- _Aim of the task_:
Produce the listing below again, exactly as shown.

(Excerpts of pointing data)
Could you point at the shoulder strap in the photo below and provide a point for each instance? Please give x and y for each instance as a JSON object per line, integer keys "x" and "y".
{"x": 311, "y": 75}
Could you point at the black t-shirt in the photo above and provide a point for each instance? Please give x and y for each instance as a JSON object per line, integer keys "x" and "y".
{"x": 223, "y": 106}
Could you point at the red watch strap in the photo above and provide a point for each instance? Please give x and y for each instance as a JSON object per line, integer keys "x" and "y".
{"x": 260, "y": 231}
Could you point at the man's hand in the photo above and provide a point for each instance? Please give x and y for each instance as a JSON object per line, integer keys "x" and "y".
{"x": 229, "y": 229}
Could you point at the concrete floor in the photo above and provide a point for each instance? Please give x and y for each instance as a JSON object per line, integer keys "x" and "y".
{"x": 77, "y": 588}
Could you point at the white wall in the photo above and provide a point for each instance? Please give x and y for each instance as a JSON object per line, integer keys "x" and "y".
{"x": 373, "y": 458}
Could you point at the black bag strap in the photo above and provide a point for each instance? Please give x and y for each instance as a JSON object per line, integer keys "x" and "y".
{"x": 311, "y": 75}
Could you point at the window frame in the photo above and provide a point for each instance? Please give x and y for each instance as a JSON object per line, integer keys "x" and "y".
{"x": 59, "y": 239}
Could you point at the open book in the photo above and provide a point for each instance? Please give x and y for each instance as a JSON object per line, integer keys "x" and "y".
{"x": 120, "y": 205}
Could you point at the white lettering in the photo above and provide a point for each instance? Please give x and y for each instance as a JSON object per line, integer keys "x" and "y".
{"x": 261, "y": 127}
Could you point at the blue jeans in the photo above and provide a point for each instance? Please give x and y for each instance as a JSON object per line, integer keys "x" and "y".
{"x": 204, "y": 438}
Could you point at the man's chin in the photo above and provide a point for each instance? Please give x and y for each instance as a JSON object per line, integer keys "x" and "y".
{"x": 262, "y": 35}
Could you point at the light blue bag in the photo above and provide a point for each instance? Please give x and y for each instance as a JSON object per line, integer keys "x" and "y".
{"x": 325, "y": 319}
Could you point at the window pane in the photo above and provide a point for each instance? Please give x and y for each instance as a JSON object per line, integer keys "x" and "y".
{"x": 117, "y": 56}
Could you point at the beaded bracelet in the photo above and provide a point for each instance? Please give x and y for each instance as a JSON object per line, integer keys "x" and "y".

- _Exercise result_:
Could you point at the shoulder strap in the photo below and provide a point for each instance? Please give x and y for each instance as a JSON object per line, integer keys "x" and "y".
{"x": 311, "y": 75}
Could you point at the black t-shirt in the photo above and provide a point for each instance? Please give x and y for each instance as a JSON object per line, integer keys "x" and "y".
{"x": 223, "y": 106}
Could you point at the red watch strap in the photo above and provide a point for each instance? Please give x and y for each instance as a JSON object per line, integer keys "x" and "y".
{"x": 260, "y": 231}
Could you point at the man's hand in the photo above and provide a point for each instance? Please give x and y for each instance as a JSON object per line, integer keys "x" and "y".
{"x": 229, "y": 229}
Could you point at the concrete floor in the photo above and provide a point for each instance? Please give x and y for each instance as a JSON object per line, integer keys "x" and "y".
{"x": 77, "y": 588}
Could you point at the white wall in the photo above and provide a point for each instance? Please give x and y for each instance as a JSON object per line, integer keys "x" and "y".
{"x": 373, "y": 458}
Could you point at the black bag strap in the photo above and provide a point for each instance? Please give x and y for each instance as a JSON object per line, integer keys "x" and "y".
{"x": 311, "y": 75}
Could you point at the window frame in the photo above and provide a point for each instance? Please give x and y for each instance as a JSON object per line, integer keys "x" and "y".
{"x": 59, "y": 239}
Could you point at the open book in the photo above and provide a point for each instance? Please give x and y for each instance as a JSON object per line, integer keys "x" and "y".
{"x": 120, "y": 205}
Could you point at the white lettering in the photo above and provide a point for each instance? Please give x and y for each instance as a JSON object per line, integer keys "x" and "y".
{"x": 261, "y": 127}
Could you point at the blue jeans in the photo above and provide a point for each instance? Please give x and y for each instance as a JSON object per line, integer keys "x" and "y".
{"x": 204, "y": 438}
Could you point at the man's chin in the photo above and provide a point for each instance? Please give x and y for each instance as a JSON object per line, integer keys "x" and "y".
{"x": 262, "y": 35}
Could you point at the light blue bag in the photo above and provide a point for each instance? Please give x and y for each instance as a JSON object per line, integer keys "x" and "y".
{"x": 325, "y": 319}
Could you point at the window pane in the photo above and provide a point for each instance? Please give x and y for each instance as a JSON object per line, integer keys "x" and "y".
{"x": 117, "y": 56}
Could you point at the beaded bracelet in the photo above and provide a point for each instance? Please give x and y for each instance as a JSON object per line, integer keys "x" and "y".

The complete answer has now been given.